* [TEXT TO READ]
┄┄┄┄┄┄┄┄┄┄
Margaret Noble (born 1972) is an American conceptual artist, sound artist, installation artist, teacher and electronic music composer.

Early life and education
The daughter of artist Jill Hosmer, Noble was born in Waco, Texas, and grew up in the City Heights neighborhood of San Diego, moving there in 1982 at the age of 9. Her youth in City Heights has been described as "dependent on welfare, captivated by hip-hop and dance music, among racially diverse neighbors." She earned a BA in philosophy from the University of California at San Diego in 2002, and an MFA in sound art at the School of the Art Institute of Chicago in 2007.

Career
As a house music disc jockey, Noble performed at underground clubs internationally and in Chicago, Illinois, where she spent five years as a DJ. In 2007, she moved to San Diego to teach media production at High Tech High School in Point Loma while continuing her sound art practice.

She collaborated in 2011 with math teacher David Stahnke in the "Illuminated Mathematics" project, winning second place in knowledge building and critical thinking, among twelve educators who represented the U.S. at Microsoft's Global Learning Forum. They went on to win first place in "Knowledge Building and Critical Thinking" category of the Global Forum Educator Awards.

Frakture (2009-10)
Noble's Frakture, a remix of a 1953 vinyl recording of George Orwell's novel Nineteen Eighty-Four, is an "eight-track audio collage of analog synthesizer, acoustic drums, recordings of healthcare protests, contemporary political propaganda, emergency alarms, the New York Stock Exchange, dice rolling" and other sounds. On the recording, Noble reads excerpts from the text of the novel.

Sound art and installations (2012-present)
┄┄┄┄┄┄┄┄┄┄
* [INFORMATION SUPPLIED]
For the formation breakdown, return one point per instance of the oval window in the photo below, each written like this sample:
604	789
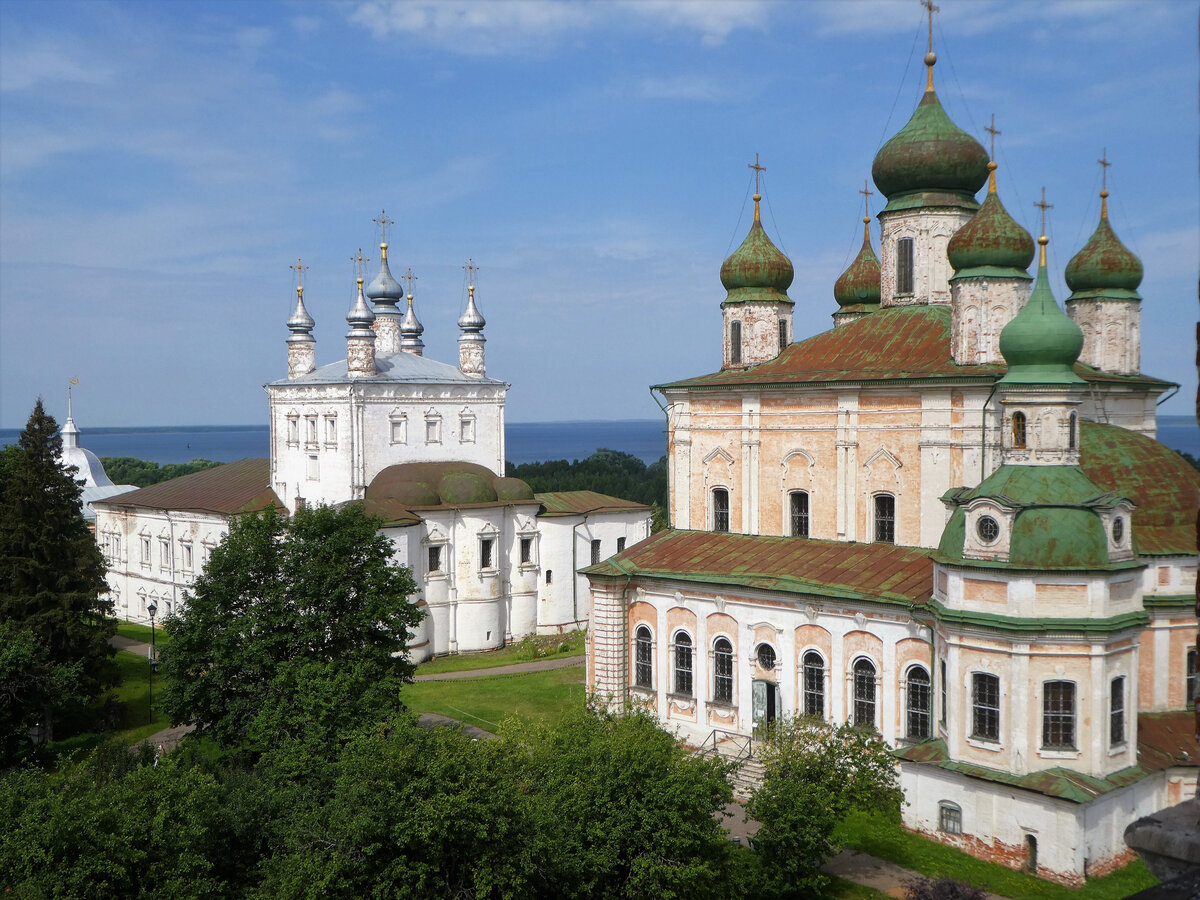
┄┄┄┄┄┄┄┄┄┄
* [DO THIS] Pull out the passage of the Margaret Noble article above that starts with the words "Noble's Frakture, a" and ends after "of the novel.", copying it word for word.

* [SOLVED PROBLEM]
Noble's Frakture, a remix of a 1953 vinyl recording of George Orwell's novel Nineteen Eighty-Four, is an "eight-track audio collage of analog synthesizer, acoustic drums, recordings of healthcare protests, contemporary political propaganda, emergency alarms, the New York Stock Exchange, dice rolling" and other sounds. On the recording, Noble reads excerpts from the text of the novel.